> The request
Copy the listing below from its first line up to and including the line with "[1242, 140]", requests and all, but scale the coordinates of each answer point by 2.35 and round them to whole numbers, with halves going up. Keep the sample points inside the requests as they are.
________
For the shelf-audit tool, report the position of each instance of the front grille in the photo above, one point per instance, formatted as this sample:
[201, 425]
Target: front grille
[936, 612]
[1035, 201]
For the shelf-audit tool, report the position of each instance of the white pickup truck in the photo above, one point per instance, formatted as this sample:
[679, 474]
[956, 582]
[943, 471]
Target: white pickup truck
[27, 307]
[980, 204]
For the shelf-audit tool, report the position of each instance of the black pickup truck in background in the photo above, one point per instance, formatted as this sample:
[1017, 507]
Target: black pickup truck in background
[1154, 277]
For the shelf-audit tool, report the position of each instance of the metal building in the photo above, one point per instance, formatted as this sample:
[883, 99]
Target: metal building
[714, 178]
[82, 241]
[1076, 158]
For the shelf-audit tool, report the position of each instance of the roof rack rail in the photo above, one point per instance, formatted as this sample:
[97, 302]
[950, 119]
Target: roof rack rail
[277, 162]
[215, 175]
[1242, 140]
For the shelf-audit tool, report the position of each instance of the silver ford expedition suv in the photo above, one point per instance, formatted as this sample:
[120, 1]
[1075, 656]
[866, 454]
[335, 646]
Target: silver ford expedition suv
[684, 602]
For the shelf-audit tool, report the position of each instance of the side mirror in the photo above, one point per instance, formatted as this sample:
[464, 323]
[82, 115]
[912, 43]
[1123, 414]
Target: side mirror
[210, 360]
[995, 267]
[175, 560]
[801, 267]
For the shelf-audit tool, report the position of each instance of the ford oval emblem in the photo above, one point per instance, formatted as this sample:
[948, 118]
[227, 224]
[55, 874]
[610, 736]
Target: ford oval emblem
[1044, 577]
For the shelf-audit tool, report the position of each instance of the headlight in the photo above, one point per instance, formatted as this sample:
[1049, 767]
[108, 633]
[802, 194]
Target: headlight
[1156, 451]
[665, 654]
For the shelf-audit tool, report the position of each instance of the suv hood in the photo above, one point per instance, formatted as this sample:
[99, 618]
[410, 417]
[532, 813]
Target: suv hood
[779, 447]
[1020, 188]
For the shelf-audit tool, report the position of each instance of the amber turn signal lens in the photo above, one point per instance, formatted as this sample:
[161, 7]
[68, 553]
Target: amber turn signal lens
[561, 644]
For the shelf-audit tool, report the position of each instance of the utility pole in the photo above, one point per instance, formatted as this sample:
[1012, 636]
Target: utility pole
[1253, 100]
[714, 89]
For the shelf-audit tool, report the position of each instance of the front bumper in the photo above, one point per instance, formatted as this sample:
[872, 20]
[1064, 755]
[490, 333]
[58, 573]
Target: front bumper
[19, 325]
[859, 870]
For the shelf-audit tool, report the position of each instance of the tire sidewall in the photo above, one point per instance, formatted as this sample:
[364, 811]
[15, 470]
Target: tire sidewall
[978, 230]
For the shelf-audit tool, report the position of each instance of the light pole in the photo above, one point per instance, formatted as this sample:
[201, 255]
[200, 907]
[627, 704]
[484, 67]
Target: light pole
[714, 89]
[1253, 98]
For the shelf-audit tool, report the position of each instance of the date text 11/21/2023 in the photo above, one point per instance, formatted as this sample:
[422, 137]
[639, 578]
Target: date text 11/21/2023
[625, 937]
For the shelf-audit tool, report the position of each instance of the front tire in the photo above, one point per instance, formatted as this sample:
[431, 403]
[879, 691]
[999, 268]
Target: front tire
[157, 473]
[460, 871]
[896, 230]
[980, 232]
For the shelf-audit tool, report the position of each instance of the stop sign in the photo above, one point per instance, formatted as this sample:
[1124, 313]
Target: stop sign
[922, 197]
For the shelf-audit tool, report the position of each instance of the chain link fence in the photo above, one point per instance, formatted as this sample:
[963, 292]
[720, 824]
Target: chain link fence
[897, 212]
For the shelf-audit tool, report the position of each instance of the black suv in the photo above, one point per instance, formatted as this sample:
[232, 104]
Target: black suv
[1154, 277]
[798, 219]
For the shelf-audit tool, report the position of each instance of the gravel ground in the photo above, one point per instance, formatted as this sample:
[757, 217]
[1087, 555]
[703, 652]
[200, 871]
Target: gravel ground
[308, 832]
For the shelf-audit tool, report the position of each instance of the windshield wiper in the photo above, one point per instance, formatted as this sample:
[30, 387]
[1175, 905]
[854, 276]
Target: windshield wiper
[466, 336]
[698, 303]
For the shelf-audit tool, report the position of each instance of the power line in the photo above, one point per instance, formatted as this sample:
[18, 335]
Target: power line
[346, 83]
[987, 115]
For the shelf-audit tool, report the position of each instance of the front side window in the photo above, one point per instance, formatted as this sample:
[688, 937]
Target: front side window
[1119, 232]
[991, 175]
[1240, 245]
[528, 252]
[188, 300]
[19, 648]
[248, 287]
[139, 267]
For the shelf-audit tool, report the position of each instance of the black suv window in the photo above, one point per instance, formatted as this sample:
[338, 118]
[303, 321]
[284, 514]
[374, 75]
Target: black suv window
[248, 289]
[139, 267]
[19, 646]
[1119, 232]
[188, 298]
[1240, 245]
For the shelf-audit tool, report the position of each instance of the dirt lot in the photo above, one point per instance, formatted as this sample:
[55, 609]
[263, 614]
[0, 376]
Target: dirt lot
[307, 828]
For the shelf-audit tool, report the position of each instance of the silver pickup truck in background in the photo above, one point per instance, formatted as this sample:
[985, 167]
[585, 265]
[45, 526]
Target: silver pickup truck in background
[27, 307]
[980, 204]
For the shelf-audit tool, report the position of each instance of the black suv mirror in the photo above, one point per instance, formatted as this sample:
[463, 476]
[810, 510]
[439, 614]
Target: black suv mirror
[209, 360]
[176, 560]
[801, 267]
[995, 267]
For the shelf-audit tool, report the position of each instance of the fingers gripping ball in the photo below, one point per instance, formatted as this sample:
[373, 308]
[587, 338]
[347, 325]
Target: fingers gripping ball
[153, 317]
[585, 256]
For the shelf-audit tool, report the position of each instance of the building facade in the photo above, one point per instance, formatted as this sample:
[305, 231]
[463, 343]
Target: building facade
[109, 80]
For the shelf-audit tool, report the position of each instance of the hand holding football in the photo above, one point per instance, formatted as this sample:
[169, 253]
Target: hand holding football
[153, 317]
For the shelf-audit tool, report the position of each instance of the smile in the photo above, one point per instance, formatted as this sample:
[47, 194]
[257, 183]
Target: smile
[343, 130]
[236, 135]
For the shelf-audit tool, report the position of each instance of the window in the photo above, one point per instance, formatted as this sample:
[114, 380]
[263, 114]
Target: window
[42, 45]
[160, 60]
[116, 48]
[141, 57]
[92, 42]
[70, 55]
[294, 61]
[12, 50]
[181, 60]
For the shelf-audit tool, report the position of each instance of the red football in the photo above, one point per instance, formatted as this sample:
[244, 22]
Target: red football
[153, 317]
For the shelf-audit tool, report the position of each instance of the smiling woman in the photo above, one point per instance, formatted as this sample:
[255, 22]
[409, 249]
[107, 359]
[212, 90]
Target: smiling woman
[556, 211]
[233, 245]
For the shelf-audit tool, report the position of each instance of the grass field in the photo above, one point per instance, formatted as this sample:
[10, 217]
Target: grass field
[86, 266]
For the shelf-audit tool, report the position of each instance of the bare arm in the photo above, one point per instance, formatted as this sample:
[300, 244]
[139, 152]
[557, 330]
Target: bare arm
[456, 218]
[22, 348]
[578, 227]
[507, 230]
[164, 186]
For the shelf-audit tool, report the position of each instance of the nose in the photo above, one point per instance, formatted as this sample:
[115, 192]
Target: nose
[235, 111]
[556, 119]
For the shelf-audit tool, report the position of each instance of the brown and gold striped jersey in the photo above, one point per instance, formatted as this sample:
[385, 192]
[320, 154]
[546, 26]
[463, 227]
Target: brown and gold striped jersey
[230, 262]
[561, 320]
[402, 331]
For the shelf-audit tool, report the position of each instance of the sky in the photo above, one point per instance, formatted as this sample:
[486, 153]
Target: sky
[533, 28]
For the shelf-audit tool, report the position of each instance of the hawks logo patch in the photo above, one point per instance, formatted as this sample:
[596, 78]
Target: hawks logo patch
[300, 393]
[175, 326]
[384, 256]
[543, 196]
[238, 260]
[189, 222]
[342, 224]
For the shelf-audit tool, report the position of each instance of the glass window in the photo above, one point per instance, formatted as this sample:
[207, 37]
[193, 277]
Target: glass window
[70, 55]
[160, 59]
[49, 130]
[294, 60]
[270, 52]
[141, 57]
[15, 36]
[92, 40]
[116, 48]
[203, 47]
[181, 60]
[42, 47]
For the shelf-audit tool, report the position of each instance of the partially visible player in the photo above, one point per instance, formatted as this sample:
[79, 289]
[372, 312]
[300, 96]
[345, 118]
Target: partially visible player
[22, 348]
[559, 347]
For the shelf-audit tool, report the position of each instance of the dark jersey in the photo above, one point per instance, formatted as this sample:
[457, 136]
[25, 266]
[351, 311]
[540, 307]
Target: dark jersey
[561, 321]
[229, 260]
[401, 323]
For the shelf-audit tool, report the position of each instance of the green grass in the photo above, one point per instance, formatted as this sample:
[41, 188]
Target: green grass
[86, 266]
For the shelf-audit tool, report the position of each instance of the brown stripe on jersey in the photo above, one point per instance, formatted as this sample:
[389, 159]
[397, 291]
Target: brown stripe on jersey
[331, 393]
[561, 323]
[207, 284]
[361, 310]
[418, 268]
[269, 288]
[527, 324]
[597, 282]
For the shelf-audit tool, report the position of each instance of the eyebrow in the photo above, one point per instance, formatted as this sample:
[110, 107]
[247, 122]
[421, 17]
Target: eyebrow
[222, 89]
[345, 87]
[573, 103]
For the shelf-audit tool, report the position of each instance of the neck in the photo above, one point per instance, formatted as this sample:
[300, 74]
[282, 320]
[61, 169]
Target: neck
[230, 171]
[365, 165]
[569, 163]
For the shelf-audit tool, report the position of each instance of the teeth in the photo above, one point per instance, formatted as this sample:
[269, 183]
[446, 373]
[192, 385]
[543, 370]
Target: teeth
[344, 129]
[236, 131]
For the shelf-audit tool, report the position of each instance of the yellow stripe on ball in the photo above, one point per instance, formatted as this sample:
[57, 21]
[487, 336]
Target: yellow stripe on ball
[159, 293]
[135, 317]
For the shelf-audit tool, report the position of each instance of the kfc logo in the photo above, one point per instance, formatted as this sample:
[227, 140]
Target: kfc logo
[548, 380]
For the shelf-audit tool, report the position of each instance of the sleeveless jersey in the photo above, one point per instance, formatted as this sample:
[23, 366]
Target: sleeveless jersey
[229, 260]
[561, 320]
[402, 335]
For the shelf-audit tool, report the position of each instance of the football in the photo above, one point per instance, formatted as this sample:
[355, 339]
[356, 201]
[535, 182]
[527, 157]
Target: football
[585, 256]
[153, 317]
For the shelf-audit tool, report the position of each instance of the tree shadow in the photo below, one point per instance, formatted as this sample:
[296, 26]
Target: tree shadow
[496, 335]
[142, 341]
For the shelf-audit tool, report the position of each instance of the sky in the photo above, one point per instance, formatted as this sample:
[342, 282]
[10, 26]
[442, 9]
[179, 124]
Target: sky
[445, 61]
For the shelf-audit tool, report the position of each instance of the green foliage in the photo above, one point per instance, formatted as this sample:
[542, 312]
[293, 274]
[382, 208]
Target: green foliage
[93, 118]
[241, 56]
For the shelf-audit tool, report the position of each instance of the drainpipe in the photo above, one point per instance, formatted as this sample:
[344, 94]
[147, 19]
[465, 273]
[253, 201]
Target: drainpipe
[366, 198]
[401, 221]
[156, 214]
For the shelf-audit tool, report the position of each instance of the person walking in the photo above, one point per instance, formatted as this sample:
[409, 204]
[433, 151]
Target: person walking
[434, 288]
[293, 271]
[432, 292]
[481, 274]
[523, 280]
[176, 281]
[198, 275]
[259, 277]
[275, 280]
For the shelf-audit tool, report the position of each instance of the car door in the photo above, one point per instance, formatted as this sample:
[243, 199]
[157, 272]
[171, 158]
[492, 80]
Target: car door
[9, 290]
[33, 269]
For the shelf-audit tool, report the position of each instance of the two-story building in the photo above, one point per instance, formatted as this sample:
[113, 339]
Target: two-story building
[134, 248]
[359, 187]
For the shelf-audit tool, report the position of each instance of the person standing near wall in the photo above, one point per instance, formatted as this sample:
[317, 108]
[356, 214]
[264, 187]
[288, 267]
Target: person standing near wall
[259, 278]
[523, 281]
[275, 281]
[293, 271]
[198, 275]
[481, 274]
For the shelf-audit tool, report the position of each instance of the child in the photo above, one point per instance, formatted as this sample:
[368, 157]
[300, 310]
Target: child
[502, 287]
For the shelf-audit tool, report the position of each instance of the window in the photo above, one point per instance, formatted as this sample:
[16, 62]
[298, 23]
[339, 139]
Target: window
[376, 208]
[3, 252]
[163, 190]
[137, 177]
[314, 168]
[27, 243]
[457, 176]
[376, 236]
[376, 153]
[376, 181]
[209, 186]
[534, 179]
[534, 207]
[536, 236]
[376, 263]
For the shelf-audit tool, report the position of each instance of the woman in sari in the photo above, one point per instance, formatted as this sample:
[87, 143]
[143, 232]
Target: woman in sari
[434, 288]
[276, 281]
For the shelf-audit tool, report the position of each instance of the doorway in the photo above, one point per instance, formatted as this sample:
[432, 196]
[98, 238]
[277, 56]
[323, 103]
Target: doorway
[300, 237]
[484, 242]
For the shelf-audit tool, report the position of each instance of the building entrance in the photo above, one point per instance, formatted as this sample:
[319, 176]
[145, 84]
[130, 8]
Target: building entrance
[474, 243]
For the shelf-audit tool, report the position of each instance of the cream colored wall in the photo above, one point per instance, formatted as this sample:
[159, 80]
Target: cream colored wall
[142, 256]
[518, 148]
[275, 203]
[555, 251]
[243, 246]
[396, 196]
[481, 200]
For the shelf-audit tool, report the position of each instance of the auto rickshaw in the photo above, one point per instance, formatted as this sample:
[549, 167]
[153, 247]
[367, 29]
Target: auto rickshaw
________
> Expected output
For the shelf-audit tool, report the position of each instance of the front grille in the photo above, one point per instance, formatted as this sample:
[201, 425]
Target: front grille
[2200, 1438]
[2432, 472]
For the shelf-audit tool, report the position of each instance of the white pickup truck in the photo above, one point per instance, formatted as this sample:
[679, 474]
[956, 582]
[943, 471]
Target: white pickup truck
[63, 721]
[2303, 479]
For the shelf-audit tool, report the position of each instance of the black pickup truck in background in the photo above, one point per instance, formatted as this sample:
[1017, 507]
Target: black pickup truck in background
[2712, 651]
For the shelf-audit tool, report the position of each instance of the metal building in the photo above, one point per instance, formatted as this sample:
[883, 99]
Target: metal building
[1678, 418]
[193, 566]
[2529, 371]
For the shelf-audit tool, report the position of each instance of the roof rack rail in the photo above, one point per instance, formatted as this sample:
[97, 302]
[950, 119]
Target: roof rack rail
[651, 381]
[505, 411]
[2919, 329]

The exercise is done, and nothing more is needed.